■ Exercise objective ■
Spot each line in the data below containing "shaped" and copy it.

■ Point-per-instance localization data ■
....................
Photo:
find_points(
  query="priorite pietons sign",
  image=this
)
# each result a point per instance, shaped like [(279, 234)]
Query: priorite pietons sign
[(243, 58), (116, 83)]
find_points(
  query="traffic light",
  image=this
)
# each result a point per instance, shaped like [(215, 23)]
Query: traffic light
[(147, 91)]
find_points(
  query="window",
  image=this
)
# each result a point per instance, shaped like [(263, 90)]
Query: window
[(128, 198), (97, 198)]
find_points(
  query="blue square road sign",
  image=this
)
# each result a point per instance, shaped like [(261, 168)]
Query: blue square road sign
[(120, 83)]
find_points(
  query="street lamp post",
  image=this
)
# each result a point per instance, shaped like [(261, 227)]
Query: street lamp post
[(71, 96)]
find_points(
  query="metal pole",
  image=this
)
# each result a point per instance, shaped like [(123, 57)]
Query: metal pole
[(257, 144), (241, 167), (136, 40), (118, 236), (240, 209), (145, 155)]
....................
■ Expected answer ■
# each result a point per instance, shaped like [(279, 234)]
# each result a point per instance, shaped like [(215, 23)]
# each result a point per instance, shaped like [(263, 90)]
# each result a point per instance, shaped like [(261, 168)]
# each result a point per instance, shaped like [(261, 227)]
# each result a point per instance, shaped like [(123, 57)]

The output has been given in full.